══ AVAILABLE DATA ══
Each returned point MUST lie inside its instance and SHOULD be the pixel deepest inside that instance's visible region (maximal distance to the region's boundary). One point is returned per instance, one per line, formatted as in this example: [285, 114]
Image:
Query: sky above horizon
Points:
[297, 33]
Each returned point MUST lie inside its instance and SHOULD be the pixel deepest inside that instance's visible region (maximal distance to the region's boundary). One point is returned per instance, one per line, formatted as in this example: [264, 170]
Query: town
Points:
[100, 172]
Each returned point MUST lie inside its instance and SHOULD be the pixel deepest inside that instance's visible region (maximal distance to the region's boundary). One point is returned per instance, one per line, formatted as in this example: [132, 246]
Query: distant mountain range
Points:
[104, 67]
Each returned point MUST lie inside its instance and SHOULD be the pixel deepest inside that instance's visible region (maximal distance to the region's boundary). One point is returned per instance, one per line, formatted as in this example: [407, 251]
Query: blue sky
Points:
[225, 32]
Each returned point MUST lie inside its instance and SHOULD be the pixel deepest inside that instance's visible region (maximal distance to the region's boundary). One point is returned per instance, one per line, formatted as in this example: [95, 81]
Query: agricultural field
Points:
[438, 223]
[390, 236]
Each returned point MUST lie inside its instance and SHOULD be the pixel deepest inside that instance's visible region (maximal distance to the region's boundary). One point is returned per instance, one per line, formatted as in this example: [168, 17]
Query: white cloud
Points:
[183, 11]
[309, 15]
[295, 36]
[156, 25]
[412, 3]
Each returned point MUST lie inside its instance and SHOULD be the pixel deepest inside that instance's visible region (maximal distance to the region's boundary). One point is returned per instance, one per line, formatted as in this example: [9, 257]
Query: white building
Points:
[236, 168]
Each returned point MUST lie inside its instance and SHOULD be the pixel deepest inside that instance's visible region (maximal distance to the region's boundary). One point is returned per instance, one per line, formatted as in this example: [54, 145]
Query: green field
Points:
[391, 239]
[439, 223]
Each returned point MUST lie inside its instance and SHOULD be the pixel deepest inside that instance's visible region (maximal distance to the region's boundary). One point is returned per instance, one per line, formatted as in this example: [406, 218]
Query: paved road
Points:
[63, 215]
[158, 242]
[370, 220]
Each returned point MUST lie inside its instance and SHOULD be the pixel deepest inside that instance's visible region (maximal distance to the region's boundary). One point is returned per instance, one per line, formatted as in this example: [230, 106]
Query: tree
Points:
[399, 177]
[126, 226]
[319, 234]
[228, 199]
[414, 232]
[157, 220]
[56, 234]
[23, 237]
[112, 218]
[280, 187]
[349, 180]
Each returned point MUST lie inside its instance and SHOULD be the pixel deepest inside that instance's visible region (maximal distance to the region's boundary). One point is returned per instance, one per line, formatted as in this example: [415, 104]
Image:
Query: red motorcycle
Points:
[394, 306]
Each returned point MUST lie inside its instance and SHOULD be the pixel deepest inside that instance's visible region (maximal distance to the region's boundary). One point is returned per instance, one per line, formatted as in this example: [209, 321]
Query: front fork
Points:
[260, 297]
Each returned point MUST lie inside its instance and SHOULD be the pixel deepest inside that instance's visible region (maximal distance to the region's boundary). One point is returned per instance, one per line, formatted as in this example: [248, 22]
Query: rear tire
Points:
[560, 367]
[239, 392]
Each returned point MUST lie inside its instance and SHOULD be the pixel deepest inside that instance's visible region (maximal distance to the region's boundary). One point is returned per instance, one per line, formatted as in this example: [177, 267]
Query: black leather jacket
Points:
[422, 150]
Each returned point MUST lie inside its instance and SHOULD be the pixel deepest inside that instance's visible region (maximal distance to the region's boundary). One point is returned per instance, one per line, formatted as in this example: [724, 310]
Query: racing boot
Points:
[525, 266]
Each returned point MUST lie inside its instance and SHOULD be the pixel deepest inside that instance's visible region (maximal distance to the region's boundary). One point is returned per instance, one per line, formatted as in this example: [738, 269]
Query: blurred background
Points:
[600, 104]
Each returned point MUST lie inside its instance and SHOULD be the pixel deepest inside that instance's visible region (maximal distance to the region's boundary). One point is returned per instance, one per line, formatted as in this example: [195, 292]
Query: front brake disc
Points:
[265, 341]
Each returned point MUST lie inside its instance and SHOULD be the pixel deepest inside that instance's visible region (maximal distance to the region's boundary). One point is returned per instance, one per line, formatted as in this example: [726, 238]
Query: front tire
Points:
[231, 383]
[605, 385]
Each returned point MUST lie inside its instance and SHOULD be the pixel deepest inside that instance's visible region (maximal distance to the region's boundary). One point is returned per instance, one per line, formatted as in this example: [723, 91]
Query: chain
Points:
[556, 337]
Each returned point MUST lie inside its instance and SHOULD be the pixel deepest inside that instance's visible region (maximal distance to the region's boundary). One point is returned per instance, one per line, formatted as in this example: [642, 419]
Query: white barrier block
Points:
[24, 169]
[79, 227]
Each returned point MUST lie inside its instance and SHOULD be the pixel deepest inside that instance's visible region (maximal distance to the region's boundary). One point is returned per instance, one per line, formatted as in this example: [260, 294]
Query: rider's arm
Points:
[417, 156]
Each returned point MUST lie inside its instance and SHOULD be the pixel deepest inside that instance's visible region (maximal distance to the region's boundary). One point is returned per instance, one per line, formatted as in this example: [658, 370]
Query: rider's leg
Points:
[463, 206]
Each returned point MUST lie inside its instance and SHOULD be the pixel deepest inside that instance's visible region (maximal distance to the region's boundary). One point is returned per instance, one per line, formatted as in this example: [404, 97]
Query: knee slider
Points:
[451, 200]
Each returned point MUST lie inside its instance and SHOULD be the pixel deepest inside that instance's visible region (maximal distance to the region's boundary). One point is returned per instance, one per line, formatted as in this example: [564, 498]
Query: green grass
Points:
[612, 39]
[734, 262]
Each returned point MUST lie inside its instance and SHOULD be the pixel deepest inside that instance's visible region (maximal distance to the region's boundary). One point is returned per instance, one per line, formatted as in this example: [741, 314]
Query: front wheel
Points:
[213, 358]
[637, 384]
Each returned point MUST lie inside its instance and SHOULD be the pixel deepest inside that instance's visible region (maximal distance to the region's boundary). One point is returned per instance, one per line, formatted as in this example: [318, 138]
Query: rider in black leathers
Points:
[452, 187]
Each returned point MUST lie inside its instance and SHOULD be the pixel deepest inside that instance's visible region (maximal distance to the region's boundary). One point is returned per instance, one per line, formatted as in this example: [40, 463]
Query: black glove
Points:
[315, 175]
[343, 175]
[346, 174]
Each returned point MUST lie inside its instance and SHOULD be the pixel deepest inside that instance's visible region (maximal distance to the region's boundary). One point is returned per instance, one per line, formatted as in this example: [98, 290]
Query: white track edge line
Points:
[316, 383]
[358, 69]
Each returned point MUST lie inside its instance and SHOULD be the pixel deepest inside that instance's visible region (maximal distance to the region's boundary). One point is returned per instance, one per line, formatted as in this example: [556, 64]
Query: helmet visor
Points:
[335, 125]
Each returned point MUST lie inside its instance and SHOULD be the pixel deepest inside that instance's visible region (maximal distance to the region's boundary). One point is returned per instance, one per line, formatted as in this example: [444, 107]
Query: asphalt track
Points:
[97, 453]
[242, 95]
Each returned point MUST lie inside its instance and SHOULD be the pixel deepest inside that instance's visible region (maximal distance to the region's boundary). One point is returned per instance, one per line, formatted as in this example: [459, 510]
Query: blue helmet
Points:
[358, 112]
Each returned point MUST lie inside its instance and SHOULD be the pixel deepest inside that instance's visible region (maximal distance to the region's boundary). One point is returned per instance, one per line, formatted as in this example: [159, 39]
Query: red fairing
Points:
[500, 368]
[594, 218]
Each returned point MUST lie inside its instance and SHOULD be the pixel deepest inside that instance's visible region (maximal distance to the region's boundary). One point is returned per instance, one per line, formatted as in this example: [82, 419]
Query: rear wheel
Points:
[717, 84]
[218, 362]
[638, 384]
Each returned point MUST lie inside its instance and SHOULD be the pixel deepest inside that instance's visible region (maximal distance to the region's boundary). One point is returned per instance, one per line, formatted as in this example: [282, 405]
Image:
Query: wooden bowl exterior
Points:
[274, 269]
═══
▸ **BRIEF**: Could you give the number of lines in the data above that contain the string "green", with no other words?

▸ **WRITTEN RESPONSE**: 2